= Namespace security =

Digital security discipline

Namespace security is a digital security discipline that refers to the practices and technologies employed to protect the names and identifiers within a digital namespace from unauthorized access, manipulation, or misuse. It involves ensuring the integrity and security of domain names and other digital identifiers within networked environments, such as the Internet's Domain Name System (DNS), software development namespaces and containerization platforms. Effective namespace security is crucial for maintaining the reliability and trustworthiness of brands and their digital services and for preventing cyber threats including impersonation, domain name hijacking or spoofing of digital identifiers like domain names and social media handles.

==Namespace security in the Domain Name System==

In the digital age, the significance of namespace security has been magnified as the internet is predominantly navigated through the use of the Domain Name System, which constitutes a collection of namespaces, which together comprise the Internet as defined by the Internet Assigned Numbers Authority (IANA) managed DNS root zone. This includes Top Level Domains (TLDs) such as .com and .net as well as domain names such as google.com and IBM.com.

These digital namespaces and the identifiers they contain are fundamental to maintaining the integrity and security of the internet and its stakeholders. If these identifiers can not be trusted, it erodes the foundational trust in the internet itself. The DNS functions as the internet's phone book, translating human-friendly domain names into IP addresses that computers use to identify each other on the network.

Given its role in internet architecture, securing digital namespaces and identifiers from domain name hijacking, DNS hijacking, DNS spoofing, and other forms of cyber attacks is imperative for the safety of users and the reliability of internet services.

Good namespace security contributes to prevention of corporate identity theft and preserving the trust and confidence of stakeholders. The management and lifecycle oversight of these digital identifiers are essential for mitigating risks associated with cybersecurity vulnerabilities and operational disruptions.

===Breach examples in DNS Namespace security===

Namespace Security breaches within the DNS happen regularly on the Internet and can in some scenarios have catastrophic consequences. Examples of namespace breaches include:

| Identifier | Type of breach | Description | Notes |
|---|---|---|---|
| forms.ferrari.com | Sub-domain hijack | A genuine Ferrari subdomain was hijacked to promote a counterfeit Ferrari NFT collection, exposing vulnerabilities in digital asset security. |  |
| charts.dft.gov.uk | Sub-domain hijack | A genuine United Kingdom government transport domain name and website were compromised, inadvertently displaying pornographic content. |  |
| galxe.com | Supplier account compromise | The Galxe.com domain was attacked on October 6, 6 AM PDT and re-routed to a phishing site. |  |
| insights.wired.com | Sub-domain hijack | Hackers recently gained control of a subdomain belonging to the technology and science news outlet Wired, exploiting it with online casino content. |  |

==Namespace security in private namespaces==

Namespace security within private namespaces, such as those on social media platforms like Twitter (now X), Facebook, TikTok, play a critical role in safeguarding users' digital identities and the integrity of digital interactions. These platforms utilize unique identifiers, commonly known as usernames or handles, to distinguish between millions of users within their private namespaces. Ensuring the security of these namespaces involves preventing unauthorized access, impersonation, and other forms of cyber threats that could compromise user privacy, spread misinformation, or facilitate other malicious activities.

* Given exercise 1: List every identifier in the breach table of the namespace security article.

* Data for this task:

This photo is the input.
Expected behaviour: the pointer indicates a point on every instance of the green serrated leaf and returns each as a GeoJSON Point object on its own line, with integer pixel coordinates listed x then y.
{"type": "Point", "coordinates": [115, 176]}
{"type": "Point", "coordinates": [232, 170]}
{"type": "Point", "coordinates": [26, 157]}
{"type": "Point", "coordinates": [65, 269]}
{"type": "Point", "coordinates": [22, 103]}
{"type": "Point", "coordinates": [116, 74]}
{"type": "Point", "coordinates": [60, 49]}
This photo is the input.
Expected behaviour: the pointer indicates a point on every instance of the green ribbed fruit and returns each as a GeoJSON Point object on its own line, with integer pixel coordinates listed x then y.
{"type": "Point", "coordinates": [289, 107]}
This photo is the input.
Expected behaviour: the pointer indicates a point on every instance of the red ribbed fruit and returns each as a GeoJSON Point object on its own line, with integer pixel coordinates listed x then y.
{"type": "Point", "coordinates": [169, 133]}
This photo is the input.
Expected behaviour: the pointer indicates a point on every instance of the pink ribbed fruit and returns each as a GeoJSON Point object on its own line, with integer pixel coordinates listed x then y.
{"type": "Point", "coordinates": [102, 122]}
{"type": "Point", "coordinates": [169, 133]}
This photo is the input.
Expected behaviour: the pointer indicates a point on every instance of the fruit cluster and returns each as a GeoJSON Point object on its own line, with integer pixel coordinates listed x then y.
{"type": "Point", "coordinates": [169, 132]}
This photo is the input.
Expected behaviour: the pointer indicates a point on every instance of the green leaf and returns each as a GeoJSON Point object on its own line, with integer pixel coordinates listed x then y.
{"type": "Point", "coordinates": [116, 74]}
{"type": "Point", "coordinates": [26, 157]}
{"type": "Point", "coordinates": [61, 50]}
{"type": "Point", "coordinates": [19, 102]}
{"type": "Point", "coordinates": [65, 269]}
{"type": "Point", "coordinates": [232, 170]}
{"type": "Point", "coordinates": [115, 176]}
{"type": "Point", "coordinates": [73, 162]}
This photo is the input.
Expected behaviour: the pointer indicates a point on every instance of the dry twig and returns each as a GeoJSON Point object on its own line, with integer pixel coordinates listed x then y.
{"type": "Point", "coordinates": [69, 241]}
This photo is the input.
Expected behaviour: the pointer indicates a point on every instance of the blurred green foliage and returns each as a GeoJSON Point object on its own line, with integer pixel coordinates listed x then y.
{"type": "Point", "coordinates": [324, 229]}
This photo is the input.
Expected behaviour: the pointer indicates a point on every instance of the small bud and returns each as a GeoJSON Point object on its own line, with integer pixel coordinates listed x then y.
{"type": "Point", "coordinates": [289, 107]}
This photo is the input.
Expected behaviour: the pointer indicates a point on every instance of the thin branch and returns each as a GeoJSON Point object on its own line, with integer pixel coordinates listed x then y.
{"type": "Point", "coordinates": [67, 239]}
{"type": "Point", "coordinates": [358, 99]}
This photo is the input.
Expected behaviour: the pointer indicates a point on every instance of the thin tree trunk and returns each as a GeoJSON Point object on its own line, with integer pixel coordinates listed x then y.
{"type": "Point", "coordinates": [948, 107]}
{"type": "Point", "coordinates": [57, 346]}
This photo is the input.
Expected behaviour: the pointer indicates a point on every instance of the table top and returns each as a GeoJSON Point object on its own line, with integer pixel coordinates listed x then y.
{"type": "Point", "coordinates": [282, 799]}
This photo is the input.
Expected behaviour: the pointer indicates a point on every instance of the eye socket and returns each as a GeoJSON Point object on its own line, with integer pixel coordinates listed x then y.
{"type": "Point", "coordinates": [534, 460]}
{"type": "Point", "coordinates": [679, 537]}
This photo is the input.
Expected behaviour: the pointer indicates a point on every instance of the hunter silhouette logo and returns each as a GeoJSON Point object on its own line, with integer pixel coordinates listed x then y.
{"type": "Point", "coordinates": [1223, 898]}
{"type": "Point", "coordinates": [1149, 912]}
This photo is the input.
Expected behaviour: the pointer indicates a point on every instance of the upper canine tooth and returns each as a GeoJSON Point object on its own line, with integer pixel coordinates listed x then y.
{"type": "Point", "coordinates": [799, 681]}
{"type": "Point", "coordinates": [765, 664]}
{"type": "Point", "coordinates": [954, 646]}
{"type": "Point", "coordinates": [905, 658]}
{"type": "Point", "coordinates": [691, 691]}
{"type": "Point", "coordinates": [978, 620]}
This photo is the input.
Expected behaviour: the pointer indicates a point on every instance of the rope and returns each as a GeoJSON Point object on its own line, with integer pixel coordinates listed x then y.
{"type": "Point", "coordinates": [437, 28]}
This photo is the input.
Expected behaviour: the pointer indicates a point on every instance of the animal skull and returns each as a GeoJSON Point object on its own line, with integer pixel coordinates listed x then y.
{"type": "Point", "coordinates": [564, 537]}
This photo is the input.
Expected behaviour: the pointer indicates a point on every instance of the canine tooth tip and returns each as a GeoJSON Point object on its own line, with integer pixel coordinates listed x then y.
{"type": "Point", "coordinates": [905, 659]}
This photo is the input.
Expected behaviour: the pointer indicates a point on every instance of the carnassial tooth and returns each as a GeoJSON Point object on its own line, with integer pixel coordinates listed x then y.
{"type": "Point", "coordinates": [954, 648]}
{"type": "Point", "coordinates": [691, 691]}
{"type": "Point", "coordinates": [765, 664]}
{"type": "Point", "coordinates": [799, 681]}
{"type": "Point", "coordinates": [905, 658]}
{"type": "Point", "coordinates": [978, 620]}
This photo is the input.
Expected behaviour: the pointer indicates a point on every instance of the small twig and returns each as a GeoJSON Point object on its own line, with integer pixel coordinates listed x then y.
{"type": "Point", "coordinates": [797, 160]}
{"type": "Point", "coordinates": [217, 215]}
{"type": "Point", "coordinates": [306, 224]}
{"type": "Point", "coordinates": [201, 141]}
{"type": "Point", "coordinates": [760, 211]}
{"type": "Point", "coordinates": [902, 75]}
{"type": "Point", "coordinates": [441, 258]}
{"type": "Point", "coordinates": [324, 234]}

* Given exercise 2: Return every line of the records that contains the word "small".

* Solution 1:
forms.ferrari.com
charts.dft.gov.uk
galxe.com
insights.wired.com

* Solution 2:
Expected behaviour: the pointer indicates a point on every instance of the small bud and returns each as a GeoJSON Point object on its own line, with integer pixel coordinates listed x then y.
Expected behaviour: the pointer indicates a point on every instance of the small twig and returns each as a GeoJSON Point object on its own line, with integer pixel coordinates listed x then y.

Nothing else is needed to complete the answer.